>> start Excerpt
If the internet crumbles away into a mere casino with a virtual brothel attached, as it will when WSWS starts taking an age to load and emails are redacted for national security reasons, we will be back where we came in with Murdoch, the Guardian Trust/Israeli Embassy Gazette and Blairites back in charge and Alistair Campbell writing the news. And no comments below the line: it will be victory for the moderaters and the moderates, and bring us one step closer to extinction.

BigB
BigB
Dec 2, 2017 9:07 AM
Reply to  bevin

Bevin: good points – I think the ruling class have already lost ideological control …it’s just that the viable alternative has not quite tipped the balance. The rise of Sanders and Corbyn have put socialism back on the map. As Richard Wolff attests to: reinvigorating socialism in America is no mean feat. To you and I, he’s not even a socialist – but the potential in the grassroots movement (both sides of the Atlantic) is real. It just needs to be actuated.
Similarly, I don’t think the Guardian will be ‘rehabilitated’ any time soon? None of the readers of this site will be going back to them: much less if they put up a paywall. They have been exposed – once and for all.
If I were to look for a future silver lining: attempts at autocratic censorship tend to lead to underground solidarity movements (these can be infiltrated and controlled too, I know – as with Soros and USAid in Poland). But if the internet became obviously subverted: perhaps it would force people back into face to face contact. The downside of the net is that community and solidarity now are only virtual?

candideschmyles
candideschmyles
Dec 3, 2017 12:05 AM
Reply to  BigB

Sanders rolled over without a fight and Corbyn has been nearly silent on every substantive issue for months. Both are career players in a rigged game and neither have demonstrated unequivocally, by talking publicly about the rigged game and how it works, that they are really there for the right reasons. I have seen nothing from either that proves they are not controlled opposition.

BigB
BigB
Dec 3, 2017 11:47 AM

I’m inclined to agree: but that’s not what I was getting at. To even make socialism (particularly in America) a talking point again is an achievement: especially after decades of McCarthyism and neoliberal TINA. Now that what I refer to as “socialism “: in this instance is in fact a mild amelioration of neoliberal capitalism – is not the point. It is that the grassroots movements at least have the potential of self-actuation and pushing for some meaningful change. No thought that there is any alternative to neoliberal capitalism has been “allowed” for 30 years. Of course, the debate carried on underground and in private: as capitalism becomes ever more destructive and alienating – that debate is set to ignite and inflame?
>> end Excerpt
>> start Dataset content
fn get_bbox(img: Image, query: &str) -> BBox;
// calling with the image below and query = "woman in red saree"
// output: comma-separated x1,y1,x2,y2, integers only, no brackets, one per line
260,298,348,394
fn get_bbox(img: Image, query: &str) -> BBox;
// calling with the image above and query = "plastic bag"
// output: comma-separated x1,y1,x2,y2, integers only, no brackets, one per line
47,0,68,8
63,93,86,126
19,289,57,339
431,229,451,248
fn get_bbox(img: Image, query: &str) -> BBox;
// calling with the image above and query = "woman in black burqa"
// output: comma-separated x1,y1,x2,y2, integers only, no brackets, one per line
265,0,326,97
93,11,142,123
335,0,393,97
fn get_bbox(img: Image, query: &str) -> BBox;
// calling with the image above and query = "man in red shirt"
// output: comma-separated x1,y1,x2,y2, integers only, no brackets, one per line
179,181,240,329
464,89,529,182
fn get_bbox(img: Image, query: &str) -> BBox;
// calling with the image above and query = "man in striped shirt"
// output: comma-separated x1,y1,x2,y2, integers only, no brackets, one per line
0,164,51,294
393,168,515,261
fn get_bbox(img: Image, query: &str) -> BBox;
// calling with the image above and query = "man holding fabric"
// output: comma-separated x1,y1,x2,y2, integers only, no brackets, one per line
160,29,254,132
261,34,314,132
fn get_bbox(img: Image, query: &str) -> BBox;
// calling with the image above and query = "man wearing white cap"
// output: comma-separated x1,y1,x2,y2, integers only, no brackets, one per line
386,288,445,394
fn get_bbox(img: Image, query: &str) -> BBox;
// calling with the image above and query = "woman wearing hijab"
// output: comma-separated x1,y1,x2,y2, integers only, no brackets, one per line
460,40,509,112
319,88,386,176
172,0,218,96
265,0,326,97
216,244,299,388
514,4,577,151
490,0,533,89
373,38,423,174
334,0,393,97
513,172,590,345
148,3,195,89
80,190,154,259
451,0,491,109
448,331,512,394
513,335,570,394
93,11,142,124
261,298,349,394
>> end Dataset content
>> start Dataset content
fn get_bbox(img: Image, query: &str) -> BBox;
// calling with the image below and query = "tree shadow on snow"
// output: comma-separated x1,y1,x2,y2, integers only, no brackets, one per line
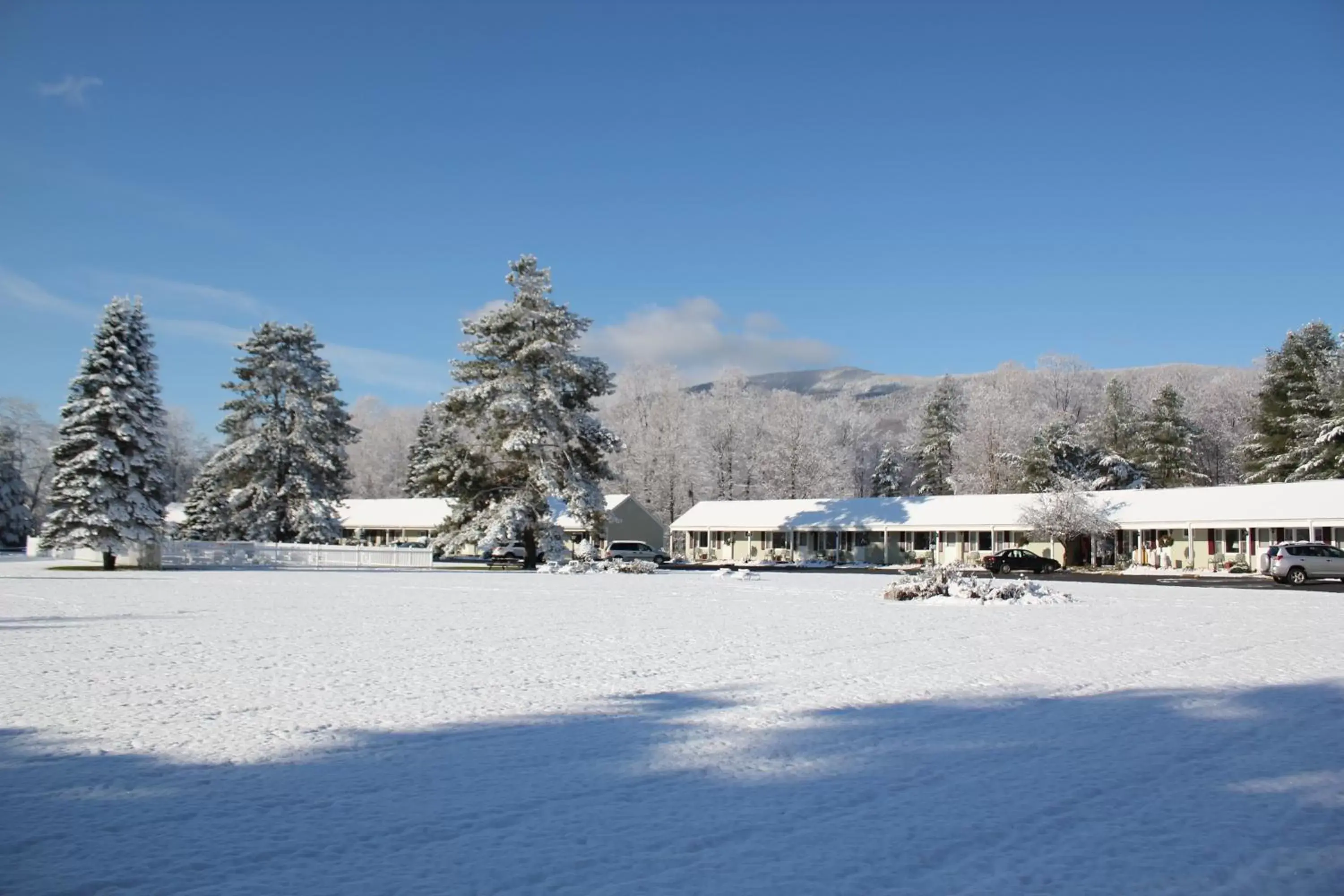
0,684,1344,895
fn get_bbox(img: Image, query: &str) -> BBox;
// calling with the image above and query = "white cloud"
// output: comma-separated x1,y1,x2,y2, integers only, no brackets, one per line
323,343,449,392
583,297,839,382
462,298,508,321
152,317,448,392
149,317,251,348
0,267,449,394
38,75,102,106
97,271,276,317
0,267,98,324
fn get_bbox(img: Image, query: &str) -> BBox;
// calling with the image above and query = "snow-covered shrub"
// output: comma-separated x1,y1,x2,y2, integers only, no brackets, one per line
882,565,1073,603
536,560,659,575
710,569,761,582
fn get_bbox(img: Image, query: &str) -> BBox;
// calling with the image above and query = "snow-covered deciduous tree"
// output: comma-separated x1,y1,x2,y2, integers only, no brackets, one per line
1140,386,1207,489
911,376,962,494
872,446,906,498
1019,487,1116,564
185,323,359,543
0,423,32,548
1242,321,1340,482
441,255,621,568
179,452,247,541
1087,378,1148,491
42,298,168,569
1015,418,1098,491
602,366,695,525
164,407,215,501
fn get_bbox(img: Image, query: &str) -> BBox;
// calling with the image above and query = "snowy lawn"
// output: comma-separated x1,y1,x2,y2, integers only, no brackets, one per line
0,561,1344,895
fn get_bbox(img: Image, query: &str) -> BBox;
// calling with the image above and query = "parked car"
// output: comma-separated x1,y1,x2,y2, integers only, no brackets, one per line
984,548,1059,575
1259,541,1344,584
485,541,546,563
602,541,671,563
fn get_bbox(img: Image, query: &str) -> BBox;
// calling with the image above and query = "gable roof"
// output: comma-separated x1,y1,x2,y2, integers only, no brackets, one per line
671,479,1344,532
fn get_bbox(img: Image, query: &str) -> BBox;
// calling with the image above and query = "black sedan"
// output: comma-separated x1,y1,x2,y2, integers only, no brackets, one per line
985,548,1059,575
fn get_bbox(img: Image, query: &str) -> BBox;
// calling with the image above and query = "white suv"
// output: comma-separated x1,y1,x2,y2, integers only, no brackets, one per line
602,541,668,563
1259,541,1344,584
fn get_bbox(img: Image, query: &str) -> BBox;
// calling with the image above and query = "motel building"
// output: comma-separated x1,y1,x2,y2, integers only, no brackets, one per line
>> end Dataset content
>> start Dataset content
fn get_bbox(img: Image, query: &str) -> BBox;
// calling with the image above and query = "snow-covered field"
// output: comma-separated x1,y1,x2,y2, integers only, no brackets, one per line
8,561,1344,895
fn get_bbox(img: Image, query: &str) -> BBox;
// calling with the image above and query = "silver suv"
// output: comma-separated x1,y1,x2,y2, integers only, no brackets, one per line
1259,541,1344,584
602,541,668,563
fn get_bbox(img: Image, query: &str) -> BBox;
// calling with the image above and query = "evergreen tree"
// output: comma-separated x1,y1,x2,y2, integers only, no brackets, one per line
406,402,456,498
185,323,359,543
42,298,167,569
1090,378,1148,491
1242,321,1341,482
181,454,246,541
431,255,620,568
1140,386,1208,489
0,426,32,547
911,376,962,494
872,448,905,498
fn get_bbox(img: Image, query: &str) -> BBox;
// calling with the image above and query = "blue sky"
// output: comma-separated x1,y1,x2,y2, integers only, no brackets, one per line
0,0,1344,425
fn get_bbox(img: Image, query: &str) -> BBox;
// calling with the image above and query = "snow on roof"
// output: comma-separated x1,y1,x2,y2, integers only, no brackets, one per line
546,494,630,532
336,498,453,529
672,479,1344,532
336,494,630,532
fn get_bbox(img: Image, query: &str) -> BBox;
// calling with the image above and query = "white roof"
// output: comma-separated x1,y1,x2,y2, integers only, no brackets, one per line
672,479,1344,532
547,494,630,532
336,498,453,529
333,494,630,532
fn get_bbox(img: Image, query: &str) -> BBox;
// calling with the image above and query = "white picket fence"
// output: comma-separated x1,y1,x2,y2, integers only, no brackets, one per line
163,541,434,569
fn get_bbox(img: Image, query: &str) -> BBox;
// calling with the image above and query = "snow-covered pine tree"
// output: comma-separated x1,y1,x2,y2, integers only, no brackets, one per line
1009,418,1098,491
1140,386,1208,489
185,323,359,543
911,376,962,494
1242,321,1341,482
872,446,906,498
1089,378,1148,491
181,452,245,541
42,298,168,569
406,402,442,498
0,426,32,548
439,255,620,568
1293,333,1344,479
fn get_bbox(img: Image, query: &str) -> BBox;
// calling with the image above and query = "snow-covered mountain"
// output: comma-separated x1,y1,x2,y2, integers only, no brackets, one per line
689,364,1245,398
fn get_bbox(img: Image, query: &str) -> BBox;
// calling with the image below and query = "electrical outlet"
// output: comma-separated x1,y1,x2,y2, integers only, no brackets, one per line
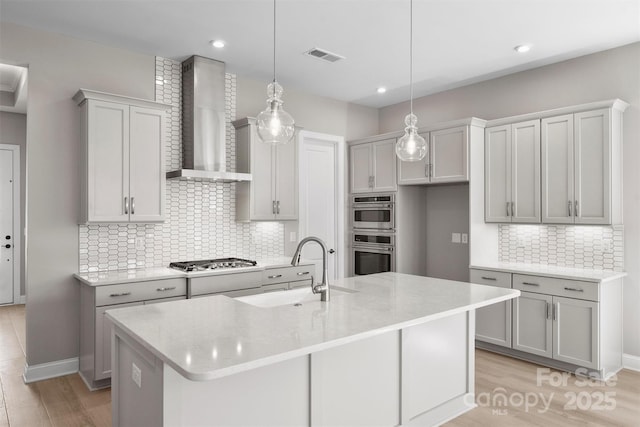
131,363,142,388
>> end Dataset content
# Tasks to carry out
(a) List every date and time stamp that appears in the comment thread excerpt.
(b) Find each line of the listing that contains the word "woman", and copy those lines.

# Responses for each task
(a)
Dec 2, 2017 9:07 AM
Dec 3, 2017 12:05 AM
Dec 3, 2017 11:47 AM

(b)
// calling with the image below and query = "woman in red saree"
// calling with the image above and query = "woman in black burqa"
// calling with the image above and query = "woman wearing hijab"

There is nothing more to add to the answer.